[EXCERPTED TEXT]

October 15, 2021
This chart from Morningstar says a lot about the last three months, and not just the stock market! The 4th of July came with much hope and enthusiasm for a return to a more normal life after 15 months of COVID induced pandemic challenges of one kind or another. But then ‘stuff’ happened.
Obviously, it’s just a reflection of Morningstar’s U.S. Market Index’s return for the quarter ending with a gain of 0.3%. For the last twelve months, the gain was over 31%, which is clearly outstanding. The chart shows the nineteen new market highs for the quarter. As well as the sharp drop and recovery in July when the “Delta” variant first made headlines. Then the strong performance continued up to September. Throughout September a variety of concerns weighed on the economy. These ranged from increased COVID pressure, ongoing supply chain/logistical issues, employment/staffing challenges, public finance fiscal management issues, etc., etc.
Fortunately, I think we are getting much closer to gaining the upper hand on COVID. We now have multiple viable testing options. Especially with the availability of rapid tests, which allow many people to be tested quickly and with timely results. There are now multiple vaccination options, which seem to be highly effective at reducing the likelihood of hospitalization and death. In addition, to the fairly expensive monoclonal antibody treatment, it looks like we are on the verge of having something as simple as a pill to treat early-stage infections. Overall, and in spite of some missteps, I would have to say that science and medicine have made stunning progress in the last 18 months or so.
Unfortunately, we [the world] has a long way to go with regard to the human and supply chain related economic issues.

[/EXCERPTED TEXT]
[AVAILABLE DATA]

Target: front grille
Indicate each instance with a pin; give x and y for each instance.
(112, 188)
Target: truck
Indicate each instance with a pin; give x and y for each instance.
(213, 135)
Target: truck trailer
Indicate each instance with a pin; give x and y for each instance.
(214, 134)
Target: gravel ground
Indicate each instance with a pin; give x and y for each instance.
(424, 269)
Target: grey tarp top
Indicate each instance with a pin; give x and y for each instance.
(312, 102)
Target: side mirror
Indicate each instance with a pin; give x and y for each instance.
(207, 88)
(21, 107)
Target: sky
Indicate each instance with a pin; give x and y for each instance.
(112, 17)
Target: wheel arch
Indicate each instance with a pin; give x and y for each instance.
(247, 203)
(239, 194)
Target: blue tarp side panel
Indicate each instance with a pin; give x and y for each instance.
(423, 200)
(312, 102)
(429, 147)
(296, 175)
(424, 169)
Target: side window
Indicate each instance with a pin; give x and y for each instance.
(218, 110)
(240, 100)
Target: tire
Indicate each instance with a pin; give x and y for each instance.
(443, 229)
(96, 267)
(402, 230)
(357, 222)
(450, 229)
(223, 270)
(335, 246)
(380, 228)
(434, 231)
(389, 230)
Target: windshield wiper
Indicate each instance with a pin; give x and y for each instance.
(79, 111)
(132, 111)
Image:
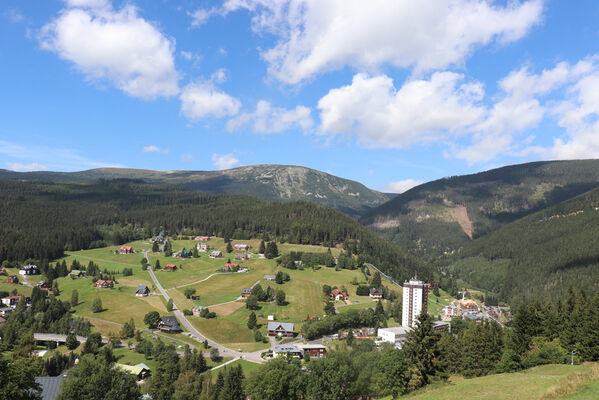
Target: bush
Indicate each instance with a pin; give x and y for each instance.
(97, 305)
(362, 290)
(71, 342)
(215, 355)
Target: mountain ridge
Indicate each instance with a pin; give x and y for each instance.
(445, 214)
(271, 182)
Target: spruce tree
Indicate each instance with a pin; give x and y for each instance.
(262, 248)
(252, 320)
(422, 353)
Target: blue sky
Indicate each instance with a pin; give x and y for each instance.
(388, 93)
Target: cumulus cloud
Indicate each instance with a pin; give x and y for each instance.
(154, 149)
(400, 186)
(117, 46)
(421, 111)
(224, 161)
(51, 157)
(317, 36)
(202, 99)
(26, 167)
(268, 119)
(524, 104)
(186, 157)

[/AVAILABLE DATA]

WHAT YOU WILL DO:
**a)** In the market commentary, what return did Morningstar's U.S. Market Index post for the quarter?
**b)** Output the part of the market commentary that begins at the words "Fortunately, I think" and stops after "months or so.".
**c)** Pick up the market commentary right after its last sentence and keep writing it.
The rows have nothing to do with the market commentary.

ANSWERS BY ITEM NUMBER:
**a)** A gain of 0.3%.

**b)**
Fortunately, I think we are getting much closer to gaining the upper hand on COVID. We now have multiple viable testing options. Especially with the availability of rapid tests, which allow many people to be tested quickly and with timely results. There are now multiple vaccination options, which seem to be highly effective at reducing the likelihood of hospitalization and death. In addition, to the fairly expensive monoclonal antibody treatment, it looks like we are on the verge of having something as simple as a pill to treat early-stage infections. Overall, and in spite of some missteps, I would have to say that science and medicine have made stunning progress in the last 18 months or so.

**c)**
In broad strokes it may be easy to understand how complicated and involved logistics are, but in the last 18 months we’ve all learned a hard lesson about how interdependent everything is. At this point, it is clear that getting the supply chain back to normal will be a long and perhaps, bumpy process.
For a variety of reasons people have dropped out of the labor pool so labor is going to be an ongoing issue. For women, it could be finding adequate/affordable childcare, but for early retirees, getting them back in the workforce may be another matter.
These issues will impact inflation, both actual and expected. Although the resolution of the supply chain issues may reduce some price pressure, increasing labor costs may result in higher imbedded costs if they are not offset by productivity gains.
As usual, there are a whole slew of other factors that will affect the economy going forward. Perhaps, the most recent is the elevated level of political gamesmanship being played out over the budget and debt limit.
Nonetheless, the thing to remember is that overall, the economy is actually doing quite well!